— START —

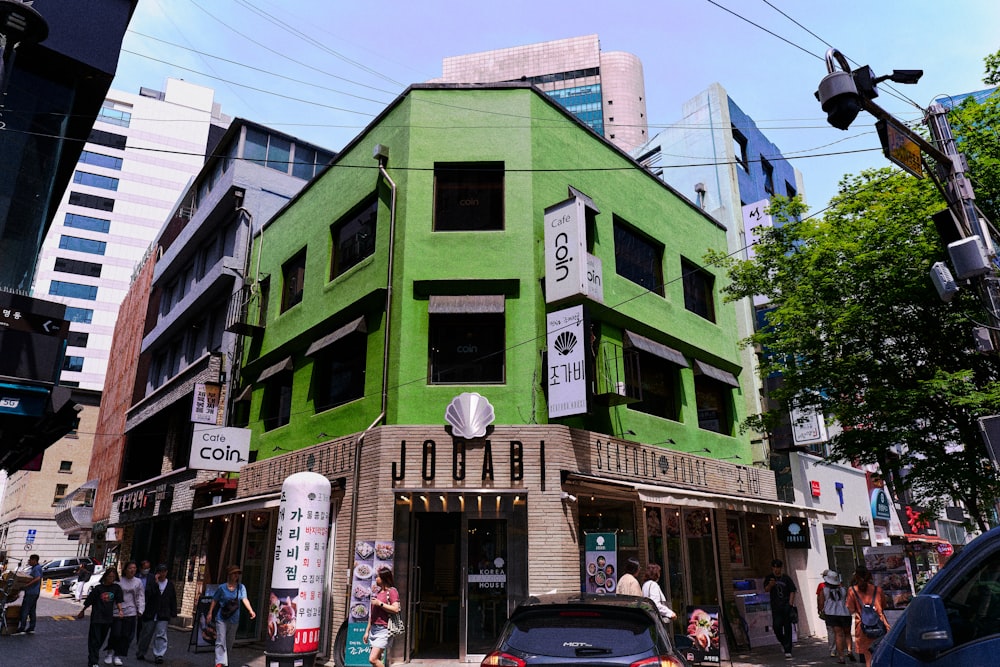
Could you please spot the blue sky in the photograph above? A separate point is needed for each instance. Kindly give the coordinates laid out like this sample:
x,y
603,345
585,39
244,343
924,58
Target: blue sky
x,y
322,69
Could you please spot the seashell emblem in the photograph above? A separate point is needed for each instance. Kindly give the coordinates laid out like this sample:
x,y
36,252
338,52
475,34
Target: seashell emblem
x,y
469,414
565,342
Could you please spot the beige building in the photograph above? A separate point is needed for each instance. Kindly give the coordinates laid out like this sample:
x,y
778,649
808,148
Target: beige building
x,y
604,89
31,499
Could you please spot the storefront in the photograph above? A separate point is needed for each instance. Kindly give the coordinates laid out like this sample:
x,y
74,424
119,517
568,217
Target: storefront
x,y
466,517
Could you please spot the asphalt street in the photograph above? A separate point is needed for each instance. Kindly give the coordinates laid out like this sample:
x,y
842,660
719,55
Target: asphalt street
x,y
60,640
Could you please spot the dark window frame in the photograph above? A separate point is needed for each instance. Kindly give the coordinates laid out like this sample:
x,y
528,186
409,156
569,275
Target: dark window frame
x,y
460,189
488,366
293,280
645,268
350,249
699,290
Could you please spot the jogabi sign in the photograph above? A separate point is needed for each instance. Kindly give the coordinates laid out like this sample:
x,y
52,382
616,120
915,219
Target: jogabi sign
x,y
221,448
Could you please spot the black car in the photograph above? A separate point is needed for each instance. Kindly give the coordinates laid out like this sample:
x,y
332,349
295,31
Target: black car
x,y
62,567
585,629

— END —
— START —

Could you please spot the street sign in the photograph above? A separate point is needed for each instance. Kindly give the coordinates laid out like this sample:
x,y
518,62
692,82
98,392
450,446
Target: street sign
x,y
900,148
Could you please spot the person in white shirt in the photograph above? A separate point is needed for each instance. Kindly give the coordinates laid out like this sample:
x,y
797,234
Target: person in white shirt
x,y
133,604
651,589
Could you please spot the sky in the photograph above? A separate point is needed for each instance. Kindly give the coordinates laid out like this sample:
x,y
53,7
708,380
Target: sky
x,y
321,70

— END —

From the lines above, report every line that contains the word "Could", copying each one in full.

Could you please spot the blue sky in the photograph above? A separate point is needed for each instance. Kindly give the coordinates laid out like this sample:
Could you please spot the seashell emblem in the photograph above? A separate point is needed for each instance. Kindly give the coordinates laid out like this sample:
Could you please spot the beige building in the photograph above? A separate point is needed for each instance. Kindly give the coordinates laid out like this sample:
Could you please spot the storefront in the photograph above? A separate point is needed for each instance. Kindly give the coordinates laid out like this sample:
Could you please spot the asphalt street in the photograph above? A separate point is needed for each instance. Kindly give the coordinates laid out like this sample:
Could you please spot the dark window frame in the photograph above? A separate point is needed for each instance. Kindly give the coordinates laid out like this sample:
Could you please spot the jogabi sign in the photograph above? A separate point is needed for each instance. Kindly give the coordinates laid out like this sample:
Could you please spot the black car in the photograph above? A separate point is needed for each instance. Kindly give the coordinates laid out like this sample:
Could you please spot the street sign in the photograph above? A separate point is needed for each instance. Kindly give the coordinates laid out like this sample:
Could you please spot the person in white shirt in the photograph above? A separate point is needed for each instance. Kindly give the coordinates laid out like this sample:
Could you please spot the sky in the photograph above? A separate point is needed for each instance. Kindly give the coordinates laid out like this sample:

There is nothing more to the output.